Image-grounded pointing data
◆ ◆ ◆ ◆ ◆ ◆ ◆

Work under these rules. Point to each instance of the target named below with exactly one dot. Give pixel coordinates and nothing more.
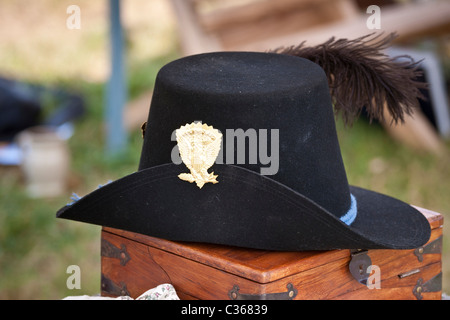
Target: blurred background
(59, 95)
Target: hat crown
(282, 106)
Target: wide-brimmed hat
(240, 148)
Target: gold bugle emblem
(199, 146)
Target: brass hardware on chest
(359, 264)
(234, 294)
(111, 251)
(432, 285)
(110, 287)
(432, 247)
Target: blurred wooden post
(116, 91)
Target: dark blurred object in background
(25, 105)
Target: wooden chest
(133, 263)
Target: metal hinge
(234, 294)
(359, 265)
(111, 251)
(432, 285)
(112, 288)
(434, 246)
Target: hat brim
(245, 209)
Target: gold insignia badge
(199, 146)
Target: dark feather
(361, 74)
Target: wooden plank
(405, 19)
(149, 267)
(256, 265)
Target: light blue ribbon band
(350, 216)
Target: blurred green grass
(35, 247)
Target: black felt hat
(287, 191)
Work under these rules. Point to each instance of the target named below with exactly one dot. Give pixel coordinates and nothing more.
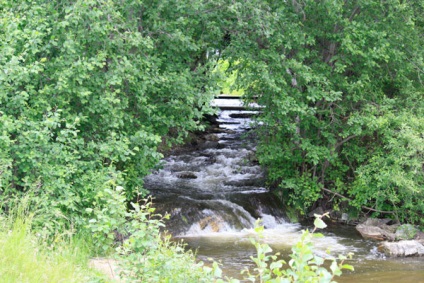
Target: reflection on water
(234, 250)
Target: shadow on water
(215, 193)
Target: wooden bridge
(230, 102)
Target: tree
(89, 91)
(341, 86)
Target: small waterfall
(217, 187)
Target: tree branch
(364, 207)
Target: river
(215, 192)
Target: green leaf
(319, 223)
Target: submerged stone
(404, 248)
(186, 175)
(406, 232)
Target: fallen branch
(364, 207)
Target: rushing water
(214, 193)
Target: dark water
(214, 193)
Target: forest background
(93, 92)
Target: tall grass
(24, 257)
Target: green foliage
(304, 265)
(342, 90)
(146, 256)
(26, 257)
(88, 91)
(228, 80)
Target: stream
(215, 191)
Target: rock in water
(402, 248)
(186, 175)
(377, 229)
(406, 232)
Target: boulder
(377, 229)
(406, 232)
(402, 248)
(186, 175)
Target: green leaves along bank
(88, 92)
(341, 82)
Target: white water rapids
(215, 192)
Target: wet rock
(211, 223)
(243, 115)
(402, 248)
(377, 229)
(406, 232)
(186, 175)
(211, 137)
(319, 211)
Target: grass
(25, 258)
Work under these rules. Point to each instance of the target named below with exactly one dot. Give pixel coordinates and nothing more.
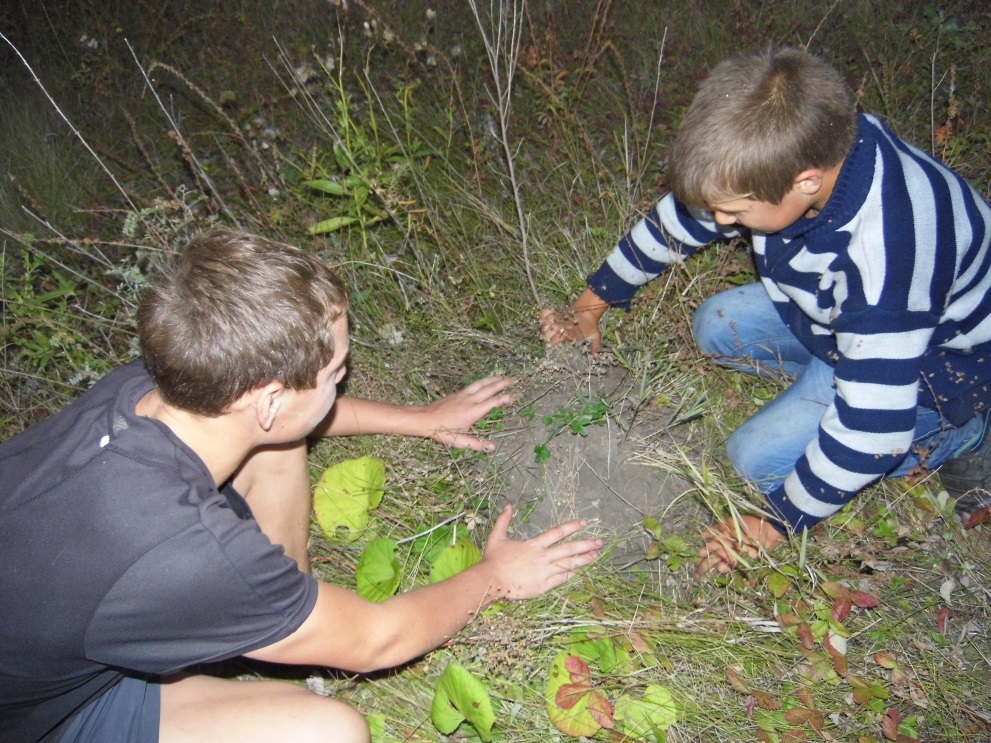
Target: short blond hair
(233, 312)
(758, 121)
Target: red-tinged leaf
(734, 675)
(598, 607)
(889, 725)
(862, 695)
(863, 599)
(601, 710)
(841, 609)
(978, 517)
(835, 590)
(788, 620)
(766, 700)
(839, 660)
(578, 669)
(570, 694)
(944, 615)
(749, 706)
(886, 660)
(805, 636)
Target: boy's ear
(809, 182)
(268, 403)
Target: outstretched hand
(577, 323)
(733, 540)
(453, 416)
(525, 569)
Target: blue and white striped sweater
(890, 284)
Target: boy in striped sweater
(874, 292)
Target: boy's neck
(829, 177)
(220, 441)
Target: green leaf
(778, 584)
(649, 717)
(327, 186)
(332, 225)
(459, 697)
(378, 573)
(346, 493)
(575, 721)
(454, 559)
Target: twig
(65, 118)
(176, 135)
(502, 47)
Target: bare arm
(446, 420)
(580, 322)
(345, 631)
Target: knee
(753, 456)
(350, 726)
(330, 720)
(712, 327)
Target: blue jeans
(741, 329)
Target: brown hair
(233, 312)
(758, 121)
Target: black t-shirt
(118, 555)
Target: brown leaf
(885, 660)
(788, 620)
(863, 599)
(841, 609)
(889, 725)
(799, 715)
(835, 590)
(734, 676)
(805, 697)
(601, 710)
(805, 636)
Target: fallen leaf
(841, 609)
(766, 700)
(601, 710)
(863, 599)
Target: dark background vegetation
(457, 222)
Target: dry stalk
(502, 47)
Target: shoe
(967, 478)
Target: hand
(580, 322)
(452, 416)
(525, 569)
(725, 543)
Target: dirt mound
(571, 450)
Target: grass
(490, 200)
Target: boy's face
(807, 197)
(302, 410)
(762, 216)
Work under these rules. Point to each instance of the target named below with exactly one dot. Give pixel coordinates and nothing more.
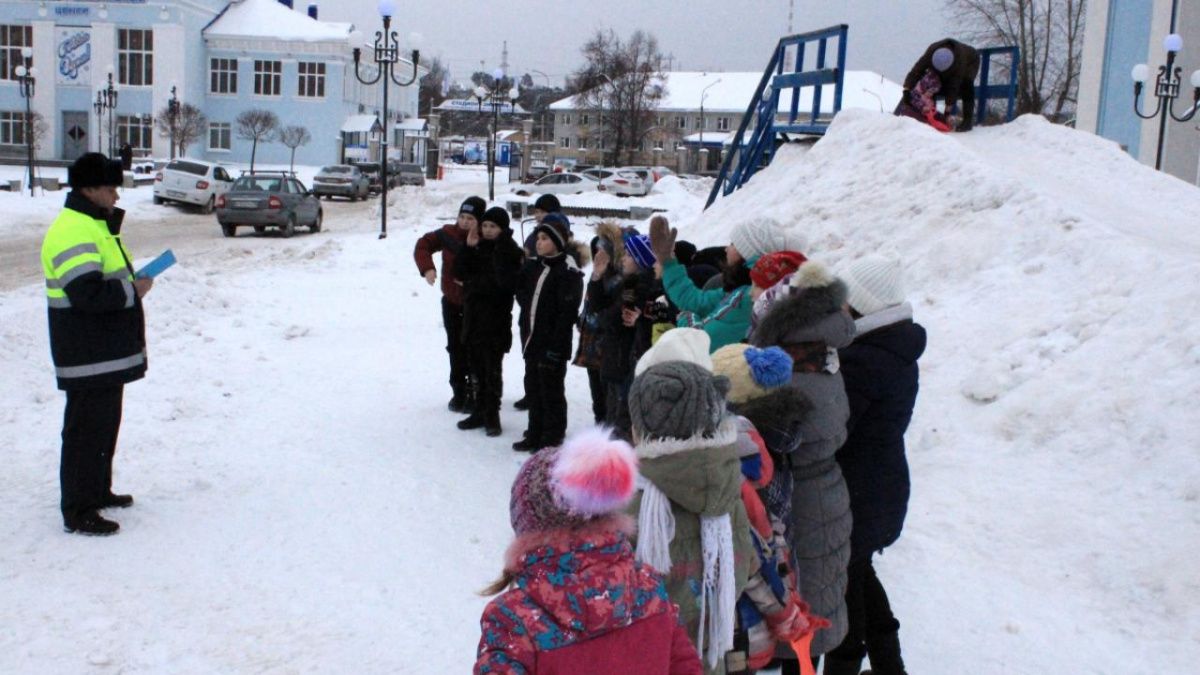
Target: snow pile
(1053, 442)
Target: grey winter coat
(820, 527)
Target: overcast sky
(886, 36)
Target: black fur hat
(94, 169)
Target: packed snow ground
(306, 505)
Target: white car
(558, 184)
(625, 184)
(191, 181)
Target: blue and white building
(1119, 35)
(223, 57)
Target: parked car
(343, 180)
(191, 181)
(625, 184)
(558, 184)
(409, 174)
(269, 199)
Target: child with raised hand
(573, 598)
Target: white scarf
(655, 530)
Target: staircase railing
(754, 147)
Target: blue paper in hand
(157, 266)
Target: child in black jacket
(550, 293)
(489, 267)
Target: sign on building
(72, 48)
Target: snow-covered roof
(269, 18)
(731, 93)
(360, 124)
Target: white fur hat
(689, 345)
(874, 282)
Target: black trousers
(599, 395)
(460, 356)
(546, 395)
(874, 629)
(90, 424)
(487, 369)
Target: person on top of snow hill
(881, 375)
(489, 267)
(550, 292)
(721, 312)
(573, 597)
(449, 240)
(955, 65)
(691, 524)
(97, 336)
(804, 315)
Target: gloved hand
(789, 623)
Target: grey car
(265, 199)
(343, 180)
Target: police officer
(97, 336)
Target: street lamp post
(703, 94)
(27, 75)
(172, 117)
(1167, 88)
(106, 100)
(385, 57)
(495, 99)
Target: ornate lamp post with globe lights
(27, 75)
(496, 99)
(387, 55)
(1167, 88)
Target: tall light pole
(172, 118)
(385, 57)
(1167, 87)
(106, 100)
(27, 75)
(493, 96)
(703, 94)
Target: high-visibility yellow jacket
(97, 327)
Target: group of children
(751, 464)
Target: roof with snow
(270, 18)
(732, 91)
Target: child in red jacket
(574, 598)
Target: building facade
(697, 118)
(1121, 34)
(222, 57)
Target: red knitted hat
(772, 268)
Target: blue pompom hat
(753, 371)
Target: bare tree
(190, 125)
(623, 82)
(257, 125)
(1050, 35)
(294, 137)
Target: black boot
(90, 524)
(474, 422)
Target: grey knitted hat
(677, 400)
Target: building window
(268, 76)
(12, 40)
(223, 76)
(135, 130)
(12, 129)
(135, 57)
(312, 79)
(220, 136)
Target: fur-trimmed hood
(805, 308)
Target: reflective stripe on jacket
(97, 328)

◆ ◆ ◆ ◆ ◆ ◆ ◆

Each line of the records above must be repeated exactly, but no picture belongs in the copy.

Your solution:
Work under these rules. Point to each instance of the target named below with exactly one dot. Give pixel coordinates and nothing more.
Target: blurred background
(59, 95)
Target: hat crown
(282, 106)
Target: wide-brimmed hat
(240, 148)
Target: gold bugle emblem
(199, 146)
Target: brass hardware on chest
(359, 264)
(234, 294)
(111, 251)
(432, 285)
(110, 287)
(432, 247)
Target: blurred wooden post
(116, 91)
Target: dark blurred object in background
(25, 105)
Target: wooden chest
(133, 263)
Target: metal hinge
(234, 294)
(359, 265)
(111, 251)
(432, 285)
(112, 288)
(434, 246)
Target: hat brim
(245, 209)
Target: gold insignia badge
(199, 146)
Target: dark feather
(361, 74)
Target: wooden plank
(405, 19)
(149, 267)
(256, 265)
Target: light blue ribbon band
(350, 216)
Target: blurred green grass
(35, 247)
Target: black felt hat
(287, 191)
Work under these rules. Point to each instance of the target named below with exactly one dot. Give pixel coordinates and nothing more.
Target: reflection on water
(234, 250)
Target: shadow on water
(215, 193)
Target: wooden bridge
(230, 102)
Target: tree
(89, 91)
(341, 86)
Target: small waterfall
(217, 187)
Target: tree branch
(364, 207)
Target: river
(215, 192)
Target: green leaf
(319, 223)
Target: submerged stone
(404, 248)
(186, 175)
(406, 232)
Target: fallen branch
(364, 207)
Target: rushing water
(214, 193)
Target: dark water
(214, 193)
Target: forest background
(93, 92)
Target: tall grass
(24, 257)
Target: green foliage
(304, 265)
(342, 90)
(146, 256)
(26, 257)
(88, 91)
(228, 80)
Target: stream
(215, 191)
Target: rock in water
(402, 248)
(186, 175)
(377, 229)
(406, 232)
Target: boulder
(377, 229)
(406, 232)
(402, 248)
(186, 175)
Target: green leaves along bank
(88, 92)
(341, 82)
Target: white water rapids
(215, 192)
Target: wet rock
(211, 223)
(243, 115)
(402, 248)
(377, 229)
(406, 232)
(186, 175)
(211, 137)
(319, 211)
Target: grass
(25, 258)
Work under these rules. Point to each instance of the target named below with exactly one dot. Give pixel coordinates and nothing more.
Target: short blond hair
(233, 312)
(758, 121)
Target: red-tinged leaf
(734, 675)
(598, 607)
(889, 725)
(862, 695)
(863, 599)
(601, 710)
(841, 609)
(978, 517)
(835, 590)
(788, 620)
(766, 700)
(839, 660)
(578, 669)
(570, 694)
(944, 615)
(749, 706)
(886, 660)
(805, 636)
Target: boy's ear
(809, 182)
(268, 403)
Target: outstretched hand
(577, 323)
(733, 540)
(453, 416)
(525, 569)
Target: blue and white striped sweater
(890, 284)
Target: boy in striped sweater
(874, 292)
Target: boy's neck
(829, 177)
(220, 441)
Target: green leaf
(778, 584)
(649, 717)
(327, 186)
(332, 225)
(459, 697)
(378, 573)
(346, 493)
(575, 721)
(454, 559)
Target: twig
(65, 118)
(176, 135)
(502, 47)
Target: bare arm
(446, 420)
(580, 322)
(345, 631)
Target: knee
(753, 456)
(350, 726)
(330, 720)
(712, 327)
Target: blue jeans
(741, 329)
Target: brown hair
(233, 312)
(758, 121)
Target: black t-shirt
(118, 555)
Target: brown leaf
(885, 660)
(788, 620)
(863, 599)
(841, 609)
(889, 725)
(799, 715)
(835, 590)
(734, 676)
(805, 697)
(601, 710)
(805, 636)
Target: fallen leaf
(841, 609)
(766, 700)
(601, 710)
(863, 599)
Target: dark background vegetation
(457, 222)
Target: dry stalk
(502, 47)
Target: shoe
(967, 478)
Target: hand
(580, 322)
(452, 416)
(525, 569)
(725, 543)
Target: dirt mound
(571, 450)
Target: grass
(490, 200)
Target: boy's face
(807, 197)
(302, 410)
(762, 216)
Work under these rules. Point to each instance of the target named below with exactly one dot. Give pixel coordinates and nothing more.
Target: snow pile
(1053, 442)
Target: grey winter coat
(820, 527)
Target: overcast sky
(886, 36)
Target: black fur hat
(94, 169)
Target: packed snow ground
(306, 505)
Target: white car
(558, 184)
(625, 184)
(191, 181)
Target: blue and white building
(1119, 35)
(223, 57)
Target: parked car
(343, 180)
(191, 181)
(625, 184)
(558, 184)
(409, 174)
(269, 199)
Target: child with raised hand
(573, 598)
Target: white scarf
(655, 530)
Target: staircase railing
(754, 147)
Target: blue paper in hand
(157, 266)
Target: child in black jacket
(550, 293)
(489, 267)
Target: sign on building
(72, 48)
Target: snow-covered roof
(269, 18)
(731, 93)
(360, 124)
Target: white fur hat
(689, 345)
(874, 282)
Target: black trousers
(599, 395)
(460, 356)
(546, 395)
(874, 629)
(90, 424)
(487, 369)
Target: person on top of snow hill
(881, 375)
(489, 267)
(550, 292)
(721, 312)
(573, 597)
(449, 240)
(955, 65)
(691, 524)
(97, 336)
(804, 315)
Target: gloved hand
(789, 623)
Target: grey car
(265, 199)
(343, 180)
Target: police officer
(97, 336)
Target: street lamp post
(703, 94)
(27, 75)
(172, 117)
(1167, 88)
(106, 100)
(385, 57)
(495, 99)
Target: ornate lamp post with globe lights
(27, 75)
(496, 99)
(387, 55)
(1167, 88)
Target: tall light pole
(172, 118)
(385, 57)
(1167, 87)
(106, 100)
(27, 75)
(493, 96)
(703, 94)
Target: high-visibility yellow jacket
(97, 327)
Target: group of children
(751, 464)
Target: roof with snow
(270, 18)
(732, 91)
Target: child in red jacket
(574, 598)
Target: building facade
(697, 118)
(1121, 34)
(222, 57)
Target: red knitted hat
(772, 268)
Target: blue pompom hat
(753, 371)
Target: bare tree
(190, 125)
(623, 82)
(257, 125)
(1050, 35)
(294, 137)
Target: black boot
(90, 524)
(474, 422)
Target: grey knitted hat
(677, 400)
Target: building window
(268, 76)
(12, 40)
(223, 76)
(135, 130)
(12, 129)
(135, 57)
(312, 79)
(220, 136)
Target: fur-trimmed hood
(805, 308)
Target: reflective stripe on jacket
(97, 328)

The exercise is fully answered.